▸ **ASSIGNED TASK 1**: Decide whether each statement agrees with the passage on conflict minerals in the DRC, answering yes or no and quoting the deciding words from the passage: (a) The Kimberley process was adopted in 2000. (b) Blood diamonds make up most of the conflict minerals in the DRC. (c) As of 2010, gold is the conflict mineral most responsible for fueling the DRC conflict.
▸ **ASSIGNED TASK 2**: Please state, using the passage on conflict minerals in the DRC, how many mining communities fairgold deals with at present and where they are.
▸ **ASSIGNED TASK 3**: Carry on the passage on conflict minerals in the DRC from its final sentence.

▸ **EXCERPTED TEXT**:
=== Begin Enclosure ===

The subject matter itself forced us to look again our own industry and products in the jewellery trade. Its no secret that conflict minerals have helped to fuel the conflict in the DRC, and amongst those are diamonds and gold. The DRC is one of the most mineral rich countries in the world and raw materials extracted there are used around the world in everyday consumer products, although conflict or blood diamonds are the best known, mobile phones, laptops and many cheaply manufactured goods from China will contain raw materials from questionable sources.
‘Conflict minerals‘ are materials that are mined in war zones and the profits from their sale go towards funding armed insurgents, or conflict in general. ‘ Conflict or Blood’ diamonds are probably the most widely known of these, mainly because of the film ‘Blood diamond’ but actually account for a very small percentage of the conflict minerals in the DRC.
With the DRC enbroiled in what turned into a regional conflict and being one of the most mineral rich countries in the world, there’s no doubt that conflict diamonds from the DRC entered the international market. Its worth noting that conflict minerals are not the cause of these conflicts but money from their sale does contribute to their continuation and brutality. The Kimberley process was adopted in the year 2000 and the process aims to ensure that ‘conflict diamonds’ from places like the DRC, Sierra Leone and Angola did not enter the international diamond market.
Well intentioned, and initially successful the Kimberley process is no longer considered effective in stemming the flow of conflict diamonds and closed pipeline operations by diamond producers are the only way to ensure provenance.
As of 2010 the conflict mineral most responsible fuelling the conflict in the DRC is gold.
As we create our business and products we are mindful of the obligation we have, not to contribute to the funding of these conflicts and actively involve ourselves in efforts to improve the lives of those affected by these issues. As a small business we are registered with fairgold, a fairtrade initiative to ensure small artisanal miners have better access to international markets, prices and conditions.
At present this fairgold only deal with one mining community in South America but has been working hard to develop ties with small miners in Africa alongside fairtrade Africa. A lot of the work that fairtrade does is to identify and help people to ensure they can meet the requirements to become part of the programme. Its not simply a case of taking on board those who qualify and dis-guarding those who don’t.

=== End Enclosure ===

▸ **AVAILABLE DATA**:

=== Begin Enclosure ===

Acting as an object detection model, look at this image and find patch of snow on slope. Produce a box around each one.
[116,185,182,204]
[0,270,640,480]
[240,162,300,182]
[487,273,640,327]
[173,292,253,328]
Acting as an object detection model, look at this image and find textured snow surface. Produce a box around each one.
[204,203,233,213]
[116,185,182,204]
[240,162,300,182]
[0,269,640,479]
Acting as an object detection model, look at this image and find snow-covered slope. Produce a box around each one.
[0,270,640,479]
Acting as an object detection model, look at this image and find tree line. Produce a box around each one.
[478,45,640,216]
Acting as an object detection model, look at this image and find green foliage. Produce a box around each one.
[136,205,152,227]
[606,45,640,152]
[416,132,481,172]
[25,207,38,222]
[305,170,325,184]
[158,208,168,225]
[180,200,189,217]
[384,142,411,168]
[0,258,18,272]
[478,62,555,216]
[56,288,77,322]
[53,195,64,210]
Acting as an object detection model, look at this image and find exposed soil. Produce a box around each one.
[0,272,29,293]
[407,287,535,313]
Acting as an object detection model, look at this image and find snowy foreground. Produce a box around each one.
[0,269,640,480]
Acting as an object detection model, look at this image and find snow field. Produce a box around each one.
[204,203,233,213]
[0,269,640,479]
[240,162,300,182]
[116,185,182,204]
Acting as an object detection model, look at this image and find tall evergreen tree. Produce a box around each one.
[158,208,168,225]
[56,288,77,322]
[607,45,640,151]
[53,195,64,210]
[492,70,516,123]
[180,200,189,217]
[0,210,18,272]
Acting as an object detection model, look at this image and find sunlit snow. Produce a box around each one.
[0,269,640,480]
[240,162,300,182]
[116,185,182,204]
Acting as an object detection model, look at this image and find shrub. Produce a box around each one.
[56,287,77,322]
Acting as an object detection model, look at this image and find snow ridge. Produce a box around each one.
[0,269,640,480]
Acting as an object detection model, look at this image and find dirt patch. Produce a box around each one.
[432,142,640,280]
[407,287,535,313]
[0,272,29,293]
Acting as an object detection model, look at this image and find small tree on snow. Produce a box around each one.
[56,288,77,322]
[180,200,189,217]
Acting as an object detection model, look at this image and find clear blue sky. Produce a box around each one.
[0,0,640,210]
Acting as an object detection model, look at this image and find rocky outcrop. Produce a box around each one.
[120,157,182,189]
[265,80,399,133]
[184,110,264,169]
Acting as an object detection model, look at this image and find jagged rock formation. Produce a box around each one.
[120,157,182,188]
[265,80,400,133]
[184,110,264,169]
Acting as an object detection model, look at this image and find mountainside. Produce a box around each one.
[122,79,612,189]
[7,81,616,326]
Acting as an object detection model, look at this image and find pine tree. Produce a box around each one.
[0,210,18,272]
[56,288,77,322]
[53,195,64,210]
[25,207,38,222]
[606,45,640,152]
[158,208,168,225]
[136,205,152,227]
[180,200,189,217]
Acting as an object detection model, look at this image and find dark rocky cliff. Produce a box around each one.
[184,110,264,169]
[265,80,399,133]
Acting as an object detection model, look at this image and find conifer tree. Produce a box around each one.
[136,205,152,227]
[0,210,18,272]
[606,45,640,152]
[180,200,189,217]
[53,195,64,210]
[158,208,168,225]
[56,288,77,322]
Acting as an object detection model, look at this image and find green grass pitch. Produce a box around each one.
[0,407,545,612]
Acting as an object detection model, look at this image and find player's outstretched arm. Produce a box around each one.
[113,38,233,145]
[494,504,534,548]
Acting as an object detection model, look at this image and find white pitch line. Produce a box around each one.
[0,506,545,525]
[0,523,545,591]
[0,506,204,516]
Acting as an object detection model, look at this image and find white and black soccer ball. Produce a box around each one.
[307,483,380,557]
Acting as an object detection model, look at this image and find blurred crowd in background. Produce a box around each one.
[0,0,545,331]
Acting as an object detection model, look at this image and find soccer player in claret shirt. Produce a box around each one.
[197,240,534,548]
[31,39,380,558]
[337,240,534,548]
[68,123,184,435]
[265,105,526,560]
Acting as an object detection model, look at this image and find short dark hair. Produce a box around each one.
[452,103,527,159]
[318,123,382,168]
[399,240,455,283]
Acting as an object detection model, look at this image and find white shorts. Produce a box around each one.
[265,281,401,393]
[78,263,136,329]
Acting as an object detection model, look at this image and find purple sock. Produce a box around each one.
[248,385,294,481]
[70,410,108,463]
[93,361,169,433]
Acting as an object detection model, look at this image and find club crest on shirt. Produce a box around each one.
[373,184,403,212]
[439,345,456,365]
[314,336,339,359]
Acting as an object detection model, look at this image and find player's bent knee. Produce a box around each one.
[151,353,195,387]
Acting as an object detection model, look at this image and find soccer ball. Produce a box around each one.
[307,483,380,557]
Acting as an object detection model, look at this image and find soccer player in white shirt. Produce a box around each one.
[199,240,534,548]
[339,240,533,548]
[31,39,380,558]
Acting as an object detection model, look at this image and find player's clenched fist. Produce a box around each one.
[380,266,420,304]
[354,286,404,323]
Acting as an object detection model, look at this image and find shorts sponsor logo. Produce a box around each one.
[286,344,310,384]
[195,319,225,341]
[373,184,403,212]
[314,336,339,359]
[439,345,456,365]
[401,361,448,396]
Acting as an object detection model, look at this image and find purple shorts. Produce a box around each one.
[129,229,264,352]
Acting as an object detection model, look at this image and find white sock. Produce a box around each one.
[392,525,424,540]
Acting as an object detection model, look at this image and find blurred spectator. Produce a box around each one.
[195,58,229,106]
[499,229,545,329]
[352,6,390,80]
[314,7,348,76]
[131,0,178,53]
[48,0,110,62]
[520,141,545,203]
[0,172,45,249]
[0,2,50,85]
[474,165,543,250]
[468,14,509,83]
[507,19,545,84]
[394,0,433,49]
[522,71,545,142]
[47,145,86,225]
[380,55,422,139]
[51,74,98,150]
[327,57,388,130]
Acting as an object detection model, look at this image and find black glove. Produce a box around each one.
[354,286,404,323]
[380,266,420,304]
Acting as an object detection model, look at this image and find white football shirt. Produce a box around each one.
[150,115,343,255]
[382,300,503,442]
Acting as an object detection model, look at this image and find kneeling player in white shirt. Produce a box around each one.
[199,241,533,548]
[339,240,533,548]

=== End Enclosure ===

▸ **EXERCISE OUTPUT 1**:
(a) Yes: "The Kimberley process was adopted in the year 2000"
(b) No: "actually account for a very small percentage of the conflict minerals in the DRC"
(c) Yes: "As of 2010 the conflict mineral most responsible fuelling the conflict in the DRC is gold."

▸ **EXERCISE OUTPUT 2**: One mining community, in South America.

▸ **EXERCISE OUTPUT 3**:
Becoming part of fair trade at the ‘retail ‘ end is important, generating income through jewellery sales and increasing awareness, but we are able to contribute at the other end too. We will soon be officially announcing the appointment of our ethical and development consultant based in Mozambique, who’s duties will include investigating how the communities he has been working within could possibly meet the standards to be a fair trade supplier.
Mozambique is a typical example of a mineral rich African country who’s people have not benefited from their countries natural wealth because of factors such as war, corruption and lack of infrastructure. Its home to rich deposits of Ruby, gold and other semi-precious stones and is soon to be the location of a pilot project by RESP.CH to trace coloured gemstones.
The still unstable political climate in the DRC has meant that the conditions required to become fairtrade suppliers are not close to being met, although efforts are ongoing both directly and indirectly to develop infrastructure, human rights and the economy so that small scale miners in the DRC can become fair trade suppliers in the future. In the same way that conflict minerals are not the cause of these conflicts, fair trade initiatives on their own cannot solves these problems. They can however be an important part of solving them and creating better future for the people in those communities.